[Dataset rows showing where objects appear]
◆ ◆ ◆ ◆ ◆

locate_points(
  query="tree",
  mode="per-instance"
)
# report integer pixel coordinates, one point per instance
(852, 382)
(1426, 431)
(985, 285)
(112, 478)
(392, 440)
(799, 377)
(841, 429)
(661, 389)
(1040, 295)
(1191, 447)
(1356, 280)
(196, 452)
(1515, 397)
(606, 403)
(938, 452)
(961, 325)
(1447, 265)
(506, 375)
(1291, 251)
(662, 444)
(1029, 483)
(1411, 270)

◆ ◆ ◆ ◆ ◆

GIVEN TASK:
Rewrite these lines with "tree" changed to "palm tree" and nothing else altered.

EXERCISE ANSWER:
locate_points(
  query="palm tree",
  mode="per-instance"
)
# report integer pixel coordinates, one point per instance
(852, 382)
(1426, 431)
(985, 285)
(112, 478)
(392, 440)
(799, 377)
(841, 429)
(661, 389)
(1040, 295)
(1191, 447)
(1356, 280)
(196, 452)
(1515, 397)
(606, 403)
(938, 452)
(961, 325)
(1447, 265)
(506, 375)
(1291, 251)
(662, 444)
(1029, 483)
(1411, 270)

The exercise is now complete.